#### Supplied passage

The only reason some browsers display SVGs as plain text now is because they lack equivalent rendering code that works with the SVG specification. This should be forthcoming for most browsers that don't have it. Opera implemented this a while ago, so I don't see the text of an SVG file now when I click on it; I see the image itself because Opera intercepts it and renders it for me. If Firefox and IE don't do this yet, hopefully they will soon.
The problem with IE is, Microsoft doesn't mind forcing users to have the Adobe SVG plugin, which sucks. IMO, they should just build it into the browser.
Burgundavia
July 28th, 2005, 08:36 PM
This may make Breezy. It is in main, so I must convince the various powers that be that .42 is a good thing.
Corey
senectus
July 28th, 2005, 08:53 PM
This may make Breezy. It is in main, so I must convince the various powers that be that .42 is a good thing.
Corey
That would be cool.. hey worse case scenario is that it gets into the breezy backports.. :-P
panickedthumb
July 28th, 2005, 09:16 PM
maruchan, how do you trace your photos into SVG? I'm playing around with this now, but I can't seem to find it.
Burgundavia
July 28th, 2005, 09:20 PM
1. Import them
2. Path-->Trace Bitmap
Enjoy!
Corey
senectus
July 28th, 2005, 09:22 PM
maruchan, how do you trace your photos into SVG? I'm playing around with this now, but I can't seem to find it.
you mean "Path > Trace Bitmap" ?
(btw the inbuilt tutorials in the help menu cover this pretty nicely)
panickedthumb
July 28th, 2005, 09:35 PM
Sorry I wasn't thinking when I typed. I CAN find it, but when I click "go" or whatever it is, it just sits there like nothing happened.
maruchan
July 29th, 2005, 12:20 AM
After it just sits there, click on your image and drag it...is the original underneath? You may have traced the image without even knowing it.
UbuWu
July 29th, 2005, 10:13 AM
You must first select the image you want to trace... maybe that helps.
UbuWu
July 29th, 2005, 08:20 PM
Yes, trace bitmap is very cool! I use it all the time, even when I'm using Illustrator :D
I hope they build in autotrace support sometime...

########

Could you write the next part of the forum thread on SVG rendering and bitmap tracing, picking up after its final post?

#### Provided information

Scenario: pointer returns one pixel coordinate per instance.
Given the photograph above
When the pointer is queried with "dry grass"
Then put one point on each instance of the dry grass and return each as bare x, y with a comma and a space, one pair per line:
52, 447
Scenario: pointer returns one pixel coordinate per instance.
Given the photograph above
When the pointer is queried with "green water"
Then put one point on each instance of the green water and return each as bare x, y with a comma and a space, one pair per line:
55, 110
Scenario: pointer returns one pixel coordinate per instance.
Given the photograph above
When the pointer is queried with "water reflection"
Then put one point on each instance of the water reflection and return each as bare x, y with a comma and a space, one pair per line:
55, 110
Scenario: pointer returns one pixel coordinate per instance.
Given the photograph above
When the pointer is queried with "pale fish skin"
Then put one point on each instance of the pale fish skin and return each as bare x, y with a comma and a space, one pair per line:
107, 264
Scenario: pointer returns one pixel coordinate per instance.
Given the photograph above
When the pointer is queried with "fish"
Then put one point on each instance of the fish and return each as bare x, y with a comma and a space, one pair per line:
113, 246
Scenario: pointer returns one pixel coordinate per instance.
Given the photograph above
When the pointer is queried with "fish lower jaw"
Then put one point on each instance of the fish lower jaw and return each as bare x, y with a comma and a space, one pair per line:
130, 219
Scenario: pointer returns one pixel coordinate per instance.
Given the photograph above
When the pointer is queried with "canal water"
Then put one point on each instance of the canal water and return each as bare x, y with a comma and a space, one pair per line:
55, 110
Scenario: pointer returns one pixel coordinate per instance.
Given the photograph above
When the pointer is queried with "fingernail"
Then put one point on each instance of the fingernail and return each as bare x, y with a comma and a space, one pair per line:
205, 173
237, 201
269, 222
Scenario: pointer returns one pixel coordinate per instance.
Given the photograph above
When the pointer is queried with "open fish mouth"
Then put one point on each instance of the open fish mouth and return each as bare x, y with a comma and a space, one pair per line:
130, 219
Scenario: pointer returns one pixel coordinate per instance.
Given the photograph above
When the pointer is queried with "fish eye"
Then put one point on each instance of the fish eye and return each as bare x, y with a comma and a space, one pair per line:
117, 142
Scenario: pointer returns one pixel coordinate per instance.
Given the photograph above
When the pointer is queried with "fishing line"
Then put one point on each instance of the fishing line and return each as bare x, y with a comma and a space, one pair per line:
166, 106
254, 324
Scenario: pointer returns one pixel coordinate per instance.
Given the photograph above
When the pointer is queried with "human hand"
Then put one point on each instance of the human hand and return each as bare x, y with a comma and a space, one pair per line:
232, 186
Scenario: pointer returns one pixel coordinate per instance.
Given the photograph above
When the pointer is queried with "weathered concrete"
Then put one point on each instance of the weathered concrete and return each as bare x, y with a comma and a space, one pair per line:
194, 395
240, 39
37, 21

########

#### Exercise output
http://autotrace.sourceforge.net/
The current trace feature is great, but only does black/white tracing. Autotrace can trace multiple colours.
(It is in the ubuntu repositories, but it is commandline only. There is a web interface at http://roitsystems.com/cgi-bin/r2v/tracer.pl )
maruchan
July 29th, 2005, 10:14 PM
Cool, checking it out.
DirtDawg
August 2nd, 2005, 01:51 PM
I hope they build in autotrace support sometime...
http://autotrace.sourceforge.net/
The current trace feature is great, but only does black/white tracing. Autotrace can trace multiple colours.
(It is in the ubuntu repositories, but it is commandline only. There is a web interface at http://roitsystems.com/cgi-bin/r2v/tracer.pl )
Am I confused or missing something? The autotrace in Inkscape does color like a champ! Just use the multiple scanning feature.
maruchan
August 2nd, 2005, 02:29 PM
Heh, I was about to say that, but then I thought maybe he was just confused - it looks like Autotrace can only do B&W, from the screenshots.
UbuWu
August 3rd, 2005, 01:50 PM
Not confused, just still using inkscape .40 from hoary :grin: The multiple scanning option was added in .41 I just found out... that's great! Anyway autotrace can also do color images despite the black and white only screenshots on its website.
stooshbunutu
February 19th, 2008, 07:30 AM
Hiya,
Front end for metapixel
I've created a webpage that gerneates the script based on input fields to be copy-and-pasted into terminal to run the command.
It is the attached file, just save the .txt file as a .html file, open it in firefox, and enjoy.
Let me know what you think, I am currently working on converting it into a program front end
Hope you like it :)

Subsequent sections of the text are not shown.